··· DOCUMENT SEGMENT ···
Runtime tips¶

General¶

How can I run X11 applications inside GNU screen?

If I log in to the login node with ssh -XA user@hostname as supposed when wanting to run X applications, and then try to start an X application inside a screen session, why does this not work?

(This applies also for trying to do PNG output in R, since it depends on X11)

When starting a screen session, your DISPLAY environment can sometimes change from the one that you had when you logged in.

To solve this problem, you simply have to set the DISPLAY variable inside the screen session, to the same value that you have outside it.

So, outside the screen session, do:

echo $DISPLAY

You might see something like:

localhost:45.0

Then, inside your screen session, set your DISPLAY env variable to that same value using the export command, like so:

export DISPLAY=localhost:45.0

(NOTE: The actual number above might be different for you, and should be changed accordingly!)

I want my program to send data to both stdout and to a file but nothing comes until the program ends

There is a program called unbuffer. You could try using it like (tee takes care of sending both to stdout and to a file):

unbuffer your_program |tee some_output_file

My program suddenly seems to stop executing but it does not crash, the process is still alive. What is wrong?

This may happen if your executable binary file is deleted while the program is running.
For example, if you recompile your program the previous executable file is deleted, which can cause running instances of the program to crash with "Bus error".
The recommended solution is that if you need to recompile or reinstall while the program is running, create a copy of the executable file and execute the copy.
Then, the original executable file can be safely deleted. -
Alternatively, rename the currently executing file to something new and unique (using the mv command) before recompiling/reinstalling your program.

My program crashes with the error message 'Bus error'. Why?

This may happen if your executable binary file is deleted while the program is running.
For example, if you recompile your program the previous executable file is deleted, which can cause running instances of the program to crash with "Bus error".
The recommended solution is that if you need to recompile or reinstall while the program is running, create a copy of the executable file and execute the copy.
Then, the original executable file can be safely deleted. -
Alternatively, rename the currently executing file to something new and unique (using the mv command) before recompiling/reinstalling your program.
··· SOURCE DATA ···
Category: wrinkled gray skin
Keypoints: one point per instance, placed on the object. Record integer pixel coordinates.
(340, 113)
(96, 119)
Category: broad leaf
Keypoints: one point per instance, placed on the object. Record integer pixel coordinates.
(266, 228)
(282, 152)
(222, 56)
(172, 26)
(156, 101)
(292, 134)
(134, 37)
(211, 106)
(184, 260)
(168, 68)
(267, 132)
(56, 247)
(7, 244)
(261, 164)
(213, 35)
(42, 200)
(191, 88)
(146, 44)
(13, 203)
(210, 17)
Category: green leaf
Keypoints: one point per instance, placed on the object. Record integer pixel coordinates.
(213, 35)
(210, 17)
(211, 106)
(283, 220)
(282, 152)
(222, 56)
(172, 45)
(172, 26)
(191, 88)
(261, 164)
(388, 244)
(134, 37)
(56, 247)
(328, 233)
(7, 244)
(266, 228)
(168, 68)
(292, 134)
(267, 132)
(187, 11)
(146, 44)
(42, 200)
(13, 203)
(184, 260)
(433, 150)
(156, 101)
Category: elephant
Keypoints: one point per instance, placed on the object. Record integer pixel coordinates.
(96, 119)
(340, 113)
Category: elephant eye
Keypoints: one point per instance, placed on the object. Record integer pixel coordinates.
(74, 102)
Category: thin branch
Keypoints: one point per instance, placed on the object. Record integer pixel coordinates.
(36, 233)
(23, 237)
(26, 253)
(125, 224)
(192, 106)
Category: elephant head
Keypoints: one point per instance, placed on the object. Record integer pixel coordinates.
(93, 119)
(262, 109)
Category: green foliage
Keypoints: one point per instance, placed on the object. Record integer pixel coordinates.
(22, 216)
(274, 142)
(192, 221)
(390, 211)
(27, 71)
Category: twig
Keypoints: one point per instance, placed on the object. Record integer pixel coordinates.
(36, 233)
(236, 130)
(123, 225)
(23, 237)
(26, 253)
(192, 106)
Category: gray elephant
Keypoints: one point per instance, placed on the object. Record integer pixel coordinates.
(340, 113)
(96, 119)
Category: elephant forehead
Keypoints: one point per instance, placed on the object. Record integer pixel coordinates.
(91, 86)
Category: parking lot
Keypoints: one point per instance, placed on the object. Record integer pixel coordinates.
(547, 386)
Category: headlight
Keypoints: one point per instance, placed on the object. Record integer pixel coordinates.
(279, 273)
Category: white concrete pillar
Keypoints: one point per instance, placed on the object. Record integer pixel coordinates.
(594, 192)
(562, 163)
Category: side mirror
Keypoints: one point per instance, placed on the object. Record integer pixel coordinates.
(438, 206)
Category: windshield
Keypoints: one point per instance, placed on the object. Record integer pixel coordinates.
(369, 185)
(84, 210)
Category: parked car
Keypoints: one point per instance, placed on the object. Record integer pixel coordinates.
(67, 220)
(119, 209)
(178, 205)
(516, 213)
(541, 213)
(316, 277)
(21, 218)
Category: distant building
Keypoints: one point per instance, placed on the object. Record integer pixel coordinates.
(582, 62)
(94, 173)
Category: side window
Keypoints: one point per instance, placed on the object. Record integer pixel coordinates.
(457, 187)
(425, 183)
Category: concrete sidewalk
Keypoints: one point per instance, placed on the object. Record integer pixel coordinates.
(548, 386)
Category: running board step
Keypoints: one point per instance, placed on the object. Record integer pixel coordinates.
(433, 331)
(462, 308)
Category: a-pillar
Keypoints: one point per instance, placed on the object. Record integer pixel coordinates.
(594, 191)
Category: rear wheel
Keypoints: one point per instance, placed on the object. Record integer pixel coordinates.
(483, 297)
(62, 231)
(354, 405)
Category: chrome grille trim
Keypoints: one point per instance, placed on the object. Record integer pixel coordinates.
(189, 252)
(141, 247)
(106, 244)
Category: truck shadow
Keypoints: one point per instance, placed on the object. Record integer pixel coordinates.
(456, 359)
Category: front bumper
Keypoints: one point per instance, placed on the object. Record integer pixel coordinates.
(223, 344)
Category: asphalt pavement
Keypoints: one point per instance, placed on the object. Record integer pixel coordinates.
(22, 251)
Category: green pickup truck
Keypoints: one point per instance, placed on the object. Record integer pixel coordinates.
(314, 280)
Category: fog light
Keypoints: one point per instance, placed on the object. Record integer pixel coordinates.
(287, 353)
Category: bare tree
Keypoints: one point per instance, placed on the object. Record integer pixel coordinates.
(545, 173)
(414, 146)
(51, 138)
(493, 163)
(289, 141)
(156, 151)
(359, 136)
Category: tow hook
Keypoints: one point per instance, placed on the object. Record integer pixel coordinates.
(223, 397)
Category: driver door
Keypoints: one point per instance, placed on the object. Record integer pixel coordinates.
···
» GOALS:
a: According to the runtime tips page, what program can you try so that output reaches both stdout and a file before your program ends?
b: Please update the rows starting at the line that has "Category: rear wheel" through the last row, changing "Category" to "Class" and leaving all else as it is. Return only those lines.
The runtime tips page and the rows have nothing to do with each other.

» TASK-BY-TASK SOLUTIONS:
a: A program called unbuffer, piped to tee.

b:
Class: rear wheel
Keypoints: one point per instance, placed on the object. Record integer pixel coordinates.
(483, 297)
(62, 231)
(354, 405)
Class: chrome grille trim
Keypoints: one point per instance, placed on the object. Record integer pixel coordinates.
(189, 252)
(141, 247)
(106, 244)
Class: truck shadow
Keypoints: one point per instance, placed on the object. Record integer pixel coordinates.
(456, 359)
Class: front bumper
Keypoints: one point per instance, placed on the object. Record integer pixel coordinates.
(223, 344)
Class: asphalt pavement
Keypoints: one point per instance, placed on the object. Record integer pixel coordinates.
(22, 251)
Class: green pickup truck
Keypoints: one point per instance, placed on the object. Record integer pixel coordinates.
(314, 280)
Class: fog light
Keypoints: one point per instance, placed on the object. Record integer pixel coordinates.
(287, 353)
Class: bare tree
Keypoints: one point per instance, placed on the object. Record integer pixel coordinates.
(545, 173)
(414, 146)
(51, 138)
(493, 163)
(289, 141)
(156, 151)
(359, 136)
Class: tow hook
Keypoints: one point per instance, placed on the object. Record integer pixel coordinates.
(223, 397)
Class: driver door
Keypoints: one point per instance, placed on the object. Record integer pixel coordinates.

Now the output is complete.